Excerpt provided ->

+---+

Comparison and Insights:
Each integration method represents a different hypothesis about how gaze information should influence visual processing:
- Channel Integration: Gaze as an additional visual feature
- Bottleneck Integration: Gaze as a guide for feature selection
- Weighted Integration: Gaze as an input modulator
Our experiments showed that all three methods improved over the baseline, but weighted integration consistently performed best, suggesting that early modulation of visual input is most effective for guiding visual search.
Experimental Setup and Metrics
Our experiments were conducted in the AI2-THOR simulator, which provides photorealistic 3D household environments. Specifically, we focused on kitchen scenes for our object search tasks:
kitchen_scenes = [f"FloorPlan{i}" for i in range(1, 31) if i <= 5 or 25 <= i <= 30]
This selection provided us with 11 distinct kitchen layouts with varying complexity and furniture arrangements. Each kitchen contains multiple objects in their natural locations, creating a challenging but realistic search environment.
For our primary experiments, we selected the “Microwave” as the target object, as it:
- Is present in all kitchen scenes
- Can be located in different positions (counter, island, above stove)
- Has distinctive visual features
- Represents a realistic household search target
To ensure robust evaluation, we randomized:
- The starting position of the agent in each episode
- The orientation of the agent (random rotation)
- The specific kitchen scene for each episode
This randomization prevented the agent from memorizing specific paths and forced it to develop generalizable search strategies.
Training Configuration:
We used the following training configuration as specified in our default.yaml file:
# Environment settings
environment:
scene_type: "FloorPlan"
target_object: "Microwave" # Default target
grid_size: 0.25 # Navigation grid resolution
rotation_step: 45 # Agent rotation angle per step
field_of_view: 90 # Agent's camera FOV
max_steps: 500 # Maximum episode length
visibility_distance: 1.5 # Object detection threshold
done_on_target_found: True # Episode terminates on success
For our PPO algorithm, we used these hyperparameters:
# Model settings
model:
# PPO hyperparameters
lr: 3.0e-4 # Learning rate
n_steps: 128 # Steps per update
batch_size: 64 # Mini-batch size
n_epochs: 4 # Epochs per update
gamma: 0.99 # Discount factor
gae_lambda: 0.95 # GAE parameter
clip_range: 0.2 # PPO clip range
ent_coef: 0.01 # Entropy coefficient
vf_coef: 0.5 # Value function coefficient
max_grad_norm: 0.5 # Gradient clipping
features_extractor: "WeightedCNN" # {"ChannelCNN", BottleneckCNN", "WeightedCNN"}
use_gaze: False # Toggled for gaze experiments
Each training run:
- Used a single environment wrapped with DummyVecEnv for Stable Baselines compatibility
- Trained for 100,000 timesteps per experiment (approximately 200 episodes)

+---+

Record excerpts ->
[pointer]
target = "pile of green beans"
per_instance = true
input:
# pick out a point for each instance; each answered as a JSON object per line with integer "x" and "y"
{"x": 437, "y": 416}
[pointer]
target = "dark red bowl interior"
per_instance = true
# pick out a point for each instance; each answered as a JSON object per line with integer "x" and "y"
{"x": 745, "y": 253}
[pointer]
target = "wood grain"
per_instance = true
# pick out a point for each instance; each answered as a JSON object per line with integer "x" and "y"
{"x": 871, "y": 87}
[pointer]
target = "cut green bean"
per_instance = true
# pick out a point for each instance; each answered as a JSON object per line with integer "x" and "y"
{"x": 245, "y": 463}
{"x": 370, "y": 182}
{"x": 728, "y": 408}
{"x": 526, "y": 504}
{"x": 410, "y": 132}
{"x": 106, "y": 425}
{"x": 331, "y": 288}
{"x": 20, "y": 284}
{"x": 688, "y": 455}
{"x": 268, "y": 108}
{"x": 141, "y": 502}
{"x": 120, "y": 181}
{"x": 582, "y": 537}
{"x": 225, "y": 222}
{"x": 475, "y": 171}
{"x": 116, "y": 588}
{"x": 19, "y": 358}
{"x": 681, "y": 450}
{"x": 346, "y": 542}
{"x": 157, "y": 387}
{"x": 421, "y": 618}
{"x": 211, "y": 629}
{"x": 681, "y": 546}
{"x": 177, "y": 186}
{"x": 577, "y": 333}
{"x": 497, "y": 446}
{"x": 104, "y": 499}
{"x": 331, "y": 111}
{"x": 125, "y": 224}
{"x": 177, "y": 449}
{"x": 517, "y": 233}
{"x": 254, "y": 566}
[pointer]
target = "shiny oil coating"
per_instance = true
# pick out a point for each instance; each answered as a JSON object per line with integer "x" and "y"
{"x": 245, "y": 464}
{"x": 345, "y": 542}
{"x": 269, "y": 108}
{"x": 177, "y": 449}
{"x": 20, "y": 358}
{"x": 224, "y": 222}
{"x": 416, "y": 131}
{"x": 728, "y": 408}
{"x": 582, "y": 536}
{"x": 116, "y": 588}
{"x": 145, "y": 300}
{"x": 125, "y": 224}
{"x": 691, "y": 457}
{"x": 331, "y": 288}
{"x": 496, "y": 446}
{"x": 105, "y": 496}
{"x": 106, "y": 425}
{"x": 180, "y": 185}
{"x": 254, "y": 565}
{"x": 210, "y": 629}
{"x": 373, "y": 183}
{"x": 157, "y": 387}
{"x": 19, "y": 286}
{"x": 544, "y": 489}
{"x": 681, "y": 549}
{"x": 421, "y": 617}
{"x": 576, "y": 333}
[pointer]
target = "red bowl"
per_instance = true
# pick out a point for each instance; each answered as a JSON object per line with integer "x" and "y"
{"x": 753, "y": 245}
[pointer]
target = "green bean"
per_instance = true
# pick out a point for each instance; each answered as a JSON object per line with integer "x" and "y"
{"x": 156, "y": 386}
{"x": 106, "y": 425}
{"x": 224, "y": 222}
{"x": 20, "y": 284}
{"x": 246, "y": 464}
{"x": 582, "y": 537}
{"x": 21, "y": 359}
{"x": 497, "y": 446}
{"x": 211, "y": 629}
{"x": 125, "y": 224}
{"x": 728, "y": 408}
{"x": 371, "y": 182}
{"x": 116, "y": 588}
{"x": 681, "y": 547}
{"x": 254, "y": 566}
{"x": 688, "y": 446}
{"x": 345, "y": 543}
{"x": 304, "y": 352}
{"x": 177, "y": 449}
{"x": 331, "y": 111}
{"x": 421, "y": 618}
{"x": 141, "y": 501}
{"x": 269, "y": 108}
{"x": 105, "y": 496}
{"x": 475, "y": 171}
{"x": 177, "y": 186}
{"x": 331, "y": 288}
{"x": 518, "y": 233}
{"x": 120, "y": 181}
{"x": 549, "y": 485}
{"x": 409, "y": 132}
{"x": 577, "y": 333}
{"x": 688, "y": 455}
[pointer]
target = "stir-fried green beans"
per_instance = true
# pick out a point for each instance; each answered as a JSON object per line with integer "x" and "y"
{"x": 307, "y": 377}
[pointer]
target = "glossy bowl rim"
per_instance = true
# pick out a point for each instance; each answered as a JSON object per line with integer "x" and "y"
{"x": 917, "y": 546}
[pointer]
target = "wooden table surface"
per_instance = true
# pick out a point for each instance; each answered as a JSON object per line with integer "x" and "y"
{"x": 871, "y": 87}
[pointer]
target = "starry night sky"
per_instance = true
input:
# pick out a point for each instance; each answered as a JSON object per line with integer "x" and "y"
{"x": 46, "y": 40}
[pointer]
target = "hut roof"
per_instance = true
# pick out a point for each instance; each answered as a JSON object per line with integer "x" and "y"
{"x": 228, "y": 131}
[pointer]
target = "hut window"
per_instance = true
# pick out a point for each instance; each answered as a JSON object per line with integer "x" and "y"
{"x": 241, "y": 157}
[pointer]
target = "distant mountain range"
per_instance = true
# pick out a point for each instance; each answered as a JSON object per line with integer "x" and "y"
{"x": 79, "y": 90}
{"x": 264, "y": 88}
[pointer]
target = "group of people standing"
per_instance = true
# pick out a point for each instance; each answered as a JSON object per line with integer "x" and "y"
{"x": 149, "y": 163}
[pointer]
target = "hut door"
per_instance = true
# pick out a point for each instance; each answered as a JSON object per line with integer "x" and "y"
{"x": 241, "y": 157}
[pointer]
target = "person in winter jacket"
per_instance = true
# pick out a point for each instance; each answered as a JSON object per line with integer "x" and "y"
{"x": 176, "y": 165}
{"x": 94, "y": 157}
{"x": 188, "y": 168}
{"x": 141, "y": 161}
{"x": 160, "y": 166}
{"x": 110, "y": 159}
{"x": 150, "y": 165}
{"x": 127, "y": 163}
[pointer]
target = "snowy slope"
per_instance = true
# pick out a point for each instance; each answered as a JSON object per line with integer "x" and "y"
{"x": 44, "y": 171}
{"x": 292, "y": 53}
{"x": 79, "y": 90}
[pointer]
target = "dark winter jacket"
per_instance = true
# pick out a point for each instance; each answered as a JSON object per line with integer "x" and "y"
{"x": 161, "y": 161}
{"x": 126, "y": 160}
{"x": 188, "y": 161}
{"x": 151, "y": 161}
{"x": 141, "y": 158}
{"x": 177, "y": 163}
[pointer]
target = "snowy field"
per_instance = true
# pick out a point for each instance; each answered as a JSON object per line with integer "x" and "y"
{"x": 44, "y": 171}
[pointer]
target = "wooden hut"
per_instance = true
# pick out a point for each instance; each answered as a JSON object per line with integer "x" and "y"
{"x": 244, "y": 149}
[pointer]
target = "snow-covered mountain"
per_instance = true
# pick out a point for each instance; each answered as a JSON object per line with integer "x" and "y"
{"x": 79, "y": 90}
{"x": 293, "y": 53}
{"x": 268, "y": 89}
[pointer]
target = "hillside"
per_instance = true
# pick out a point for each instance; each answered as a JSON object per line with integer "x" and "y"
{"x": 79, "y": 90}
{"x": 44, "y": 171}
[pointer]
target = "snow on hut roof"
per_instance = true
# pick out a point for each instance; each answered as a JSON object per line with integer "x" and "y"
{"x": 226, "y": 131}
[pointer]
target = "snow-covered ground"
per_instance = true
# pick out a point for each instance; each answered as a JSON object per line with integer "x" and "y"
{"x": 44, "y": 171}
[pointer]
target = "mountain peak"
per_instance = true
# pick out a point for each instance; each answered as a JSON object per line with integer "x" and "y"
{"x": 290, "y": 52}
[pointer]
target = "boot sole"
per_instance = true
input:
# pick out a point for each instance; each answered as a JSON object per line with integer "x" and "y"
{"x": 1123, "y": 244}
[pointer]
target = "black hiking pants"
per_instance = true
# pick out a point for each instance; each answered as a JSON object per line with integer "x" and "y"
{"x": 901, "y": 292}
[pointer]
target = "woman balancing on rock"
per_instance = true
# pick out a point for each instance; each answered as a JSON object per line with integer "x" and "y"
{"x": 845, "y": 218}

+---+

Problem to work on ->
Can you rewrite the part of the excerpt on the kitchen search experiments that opens with the words containing "For our primary" and closes with "agent (random rotation)", changing "agent" to "robot"?

Correct result ->
For our primary experiments, we selected the “Microwave” as the target object, as it:
- Is present in all kitchen scenes
- Can be located in different positions (counter, island, above stove)
- Has distinctive visual features
- Represents a realistic household search target
To ensure robust evaluation, we randomized:
- The starting position of the robot in each episode
- The orientation of the robot (random rotation)